**WHAT THIS TASK INVOLVES:**
Every entry below needs to be repeated exactly as written.

□ □ □ □

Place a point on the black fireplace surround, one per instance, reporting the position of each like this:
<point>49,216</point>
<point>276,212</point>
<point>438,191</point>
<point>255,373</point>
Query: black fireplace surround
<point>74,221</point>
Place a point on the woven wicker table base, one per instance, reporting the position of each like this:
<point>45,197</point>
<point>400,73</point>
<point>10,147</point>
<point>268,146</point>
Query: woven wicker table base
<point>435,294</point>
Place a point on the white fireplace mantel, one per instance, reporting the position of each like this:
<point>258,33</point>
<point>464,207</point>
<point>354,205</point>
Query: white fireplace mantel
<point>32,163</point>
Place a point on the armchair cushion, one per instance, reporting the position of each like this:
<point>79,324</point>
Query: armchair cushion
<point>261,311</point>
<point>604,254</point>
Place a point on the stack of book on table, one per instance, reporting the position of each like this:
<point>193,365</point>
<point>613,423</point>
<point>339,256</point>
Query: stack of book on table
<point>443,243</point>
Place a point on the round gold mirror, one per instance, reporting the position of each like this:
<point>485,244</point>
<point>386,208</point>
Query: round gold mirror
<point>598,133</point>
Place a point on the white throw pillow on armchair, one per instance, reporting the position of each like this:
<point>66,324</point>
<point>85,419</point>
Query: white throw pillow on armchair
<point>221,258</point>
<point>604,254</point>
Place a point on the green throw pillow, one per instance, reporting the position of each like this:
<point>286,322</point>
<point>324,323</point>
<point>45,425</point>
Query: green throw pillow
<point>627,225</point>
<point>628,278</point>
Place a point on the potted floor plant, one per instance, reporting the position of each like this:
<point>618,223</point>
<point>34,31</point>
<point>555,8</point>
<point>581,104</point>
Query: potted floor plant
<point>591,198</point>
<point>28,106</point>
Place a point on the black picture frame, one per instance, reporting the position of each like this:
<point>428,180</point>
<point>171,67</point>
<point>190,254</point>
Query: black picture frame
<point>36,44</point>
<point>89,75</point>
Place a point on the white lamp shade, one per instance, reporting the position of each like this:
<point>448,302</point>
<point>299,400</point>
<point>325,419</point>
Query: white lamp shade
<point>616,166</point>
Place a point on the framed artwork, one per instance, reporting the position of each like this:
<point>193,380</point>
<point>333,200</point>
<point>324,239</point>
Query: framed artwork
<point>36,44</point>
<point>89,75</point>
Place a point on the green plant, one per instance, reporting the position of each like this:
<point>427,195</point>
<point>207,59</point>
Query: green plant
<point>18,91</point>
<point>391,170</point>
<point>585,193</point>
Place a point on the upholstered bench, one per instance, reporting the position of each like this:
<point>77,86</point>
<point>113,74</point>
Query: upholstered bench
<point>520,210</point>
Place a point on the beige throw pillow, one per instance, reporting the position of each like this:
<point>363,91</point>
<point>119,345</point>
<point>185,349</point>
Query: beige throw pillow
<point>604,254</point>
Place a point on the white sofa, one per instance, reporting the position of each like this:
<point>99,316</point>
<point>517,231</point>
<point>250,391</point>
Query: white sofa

□ □ □ □

**RESULT OF THE EXERCISE:**
Place a point on the black fireplace surround, one per instance, reporting the position of each like this:
<point>49,216</point>
<point>276,212</point>
<point>438,191</point>
<point>255,373</point>
Query: black fireplace surround
<point>74,221</point>
Place a point on the woven wicker table base, one per instance, reporting the position of each like this:
<point>45,197</point>
<point>400,73</point>
<point>10,147</point>
<point>268,146</point>
Query: woven wicker table base
<point>435,294</point>
Place a point on the white fireplace mantel, one per instance, reporting the position of each like this:
<point>258,33</point>
<point>464,207</point>
<point>354,205</point>
Query: white fireplace mantel
<point>32,163</point>
Place a point on the armchair cushion, one per instance, reporting the position of each like this:
<point>79,324</point>
Query: armchair cushion
<point>261,311</point>
<point>604,254</point>
Place a point on the stack of book on table, one per instance, reporting the position of each like this:
<point>193,365</point>
<point>613,423</point>
<point>339,256</point>
Query: stack of book on table
<point>443,243</point>
Place a point on the round gold mirror, one per instance, reporting the position of each like this:
<point>485,244</point>
<point>386,208</point>
Query: round gold mirror
<point>598,133</point>
Place a point on the white throw pillow on armchair, one per instance, reporting the position of each like this:
<point>66,324</point>
<point>85,419</point>
Query: white throw pillow on armchair
<point>221,258</point>
<point>604,254</point>
Place a point on the green throw pillow, one per instance, reporting the position of each like this:
<point>286,322</point>
<point>324,323</point>
<point>45,425</point>
Query: green throw pillow
<point>627,225</point>
<point>628,278</point>
Place a point on the potted floor plant, one per instance, reporting the position of each like this:
<point>618,223</point>
<point>34,31</point>
<point>555,8</point>
<point>581,104</point>
Query: potted floor plant
<point>591,198</point>
<point>28,106</point>
Place a point on the black picture frame, one per instance, reporting the position of each like this:
<point>428,180</point>
<point>171,67</point>
<point>190,254</point>
Query: black picture frame
<point>36,44</point>
<point>89,75</point>
Place a point on the white lamp shade, one per instance, reporting the position of each like this:
<point>448,302</point>
<point>299,400</point>
<point>325,419</point>
Query: white lamp shade
<point>616,166</point>
Place a point on the framed artwork, one per instance, reporting the position of each like this:
<point>193,380</point>
<point>333,200</point>
<point>324,239</point>
Query: framed artwork
<point>36,44</point>
<point>89,75</point>
Place a point on the green plant, one per instance, reporting the position of each like this:
<point>427,195</point>
<point>207,59</point>
Query: green plant
<point>18,91</point>
<point>391,170</point>
<point>585,193</point>
Place a point on the upholstered bench, one per instance, reporting the position of each like this:
<point>77,86</point>
<point>113,74</point>
Query: upholstered bench
<point>520,210</point>
Place a point on the beige throw pillow, one per instance, reporting the position of each like this:
<point>363,91</point>
<point>119,345</point>
<point>185,349</point>
Query: beige throw pillow
<point>604,254</point>
Place a point on the white sofa, one per instance, reporting the position of each like this:
<point>99,316</point>
<point>517,231</point>
<point>250,391</point>
Query: white sofa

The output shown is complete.